● **Material to process**
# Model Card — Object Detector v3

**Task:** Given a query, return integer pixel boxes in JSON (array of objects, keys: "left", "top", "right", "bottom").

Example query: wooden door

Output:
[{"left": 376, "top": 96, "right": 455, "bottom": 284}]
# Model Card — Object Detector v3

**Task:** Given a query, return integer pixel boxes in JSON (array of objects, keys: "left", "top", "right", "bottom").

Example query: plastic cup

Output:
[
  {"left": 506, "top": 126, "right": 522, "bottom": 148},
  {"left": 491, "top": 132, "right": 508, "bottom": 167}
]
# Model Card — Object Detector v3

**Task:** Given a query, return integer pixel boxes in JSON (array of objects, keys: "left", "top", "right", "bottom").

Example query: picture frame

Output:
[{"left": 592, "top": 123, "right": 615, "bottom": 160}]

● **What to do**
Give back, verbatim, the lines from the top of the entries above through the line containing "Example query: plastic cup".

● **Worked solution**
# Model Card — Object Detector v3

**Task:** Given a query, return integer pixel boxes in JSON (array of objects, keys: "left", "top", "right", "bottom").

Example query: wooden door

Output:
[{"left": 376, "top": 96, "right": 455, "bottom": 284}]
# Model Card — Object Detector v3

**Task:** Given a query, return integer pixel boxes in JSON (array of objects, keys: "left", "top", "right", "bottom").

Example query: plastic cup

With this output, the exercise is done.